**GOAL OF THE EXERCISE**
Set down every entry word for word. Omit the pictures.

**MATERIAL FOR THIS EXERCISE**
BEGIN

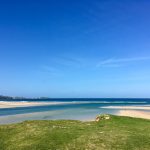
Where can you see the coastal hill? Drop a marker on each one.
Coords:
(122, 133)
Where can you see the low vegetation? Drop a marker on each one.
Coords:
(115, 133)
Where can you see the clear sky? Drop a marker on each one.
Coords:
(75, 48)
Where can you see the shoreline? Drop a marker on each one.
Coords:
(143, 107)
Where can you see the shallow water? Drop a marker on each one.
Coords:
(78, 109)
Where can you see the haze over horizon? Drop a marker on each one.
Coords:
(82, 48)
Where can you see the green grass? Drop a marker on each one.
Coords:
(118, 133)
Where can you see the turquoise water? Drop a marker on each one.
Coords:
(77, 109)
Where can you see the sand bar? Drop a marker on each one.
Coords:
(143, 107)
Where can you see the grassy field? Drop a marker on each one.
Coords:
(117, 133)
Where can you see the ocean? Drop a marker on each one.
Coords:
(74, 108)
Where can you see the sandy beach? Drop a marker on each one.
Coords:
(143, 107)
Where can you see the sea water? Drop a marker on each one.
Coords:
(76, 109)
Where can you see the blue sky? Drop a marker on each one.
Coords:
(82, 48)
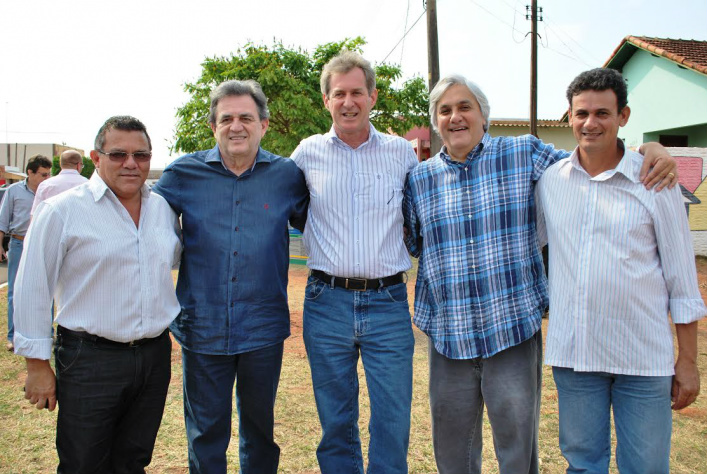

END

**EXERCISE ANSWER**
Where can you see the coastal hill? Drop a marker on each one.
Coords:
(122, 133)
Where can you see the low vegetation? Drop a marker on each one.
Coords:
(115, 133)
Where can you see the clear sky? Drop a marker on each one.
Coords:
(75, 48)
Where can you see the shoreline? Drop a marker on each one.
Coords:
(143, 107)
Where can you see the shallow water? Drop a marker on each one.
Coords:
(78, 109)
Where can you see the haze over horizon? Drop a marker on each one.
Coords:
(82, 48)
Where can you see the green grass? Drop a marker on each one.
Coords:
(118, 133)
Where can you see the turquoise water? Drop a marker on each one.
Coords:
(77, 109)
Where can you see the sand bar? Drop a marker on each one.
Coords:
(143, 107)
Where can you see the grassy field? Drop a marker on each one.
Coords:
(117, 133)
Where can you see the ocean? Drop a marker on each one.
Coords:
(74, 108)
Where can you see the sandy beach? Drop a marker on each one.
Coords:
(143, 107)
Where can you see the sea water? Drop a marker on each one.
Coords:
(76, 109)
Where can you see the blue sky? Drop a marker on each one.
Coords:
(82, 48)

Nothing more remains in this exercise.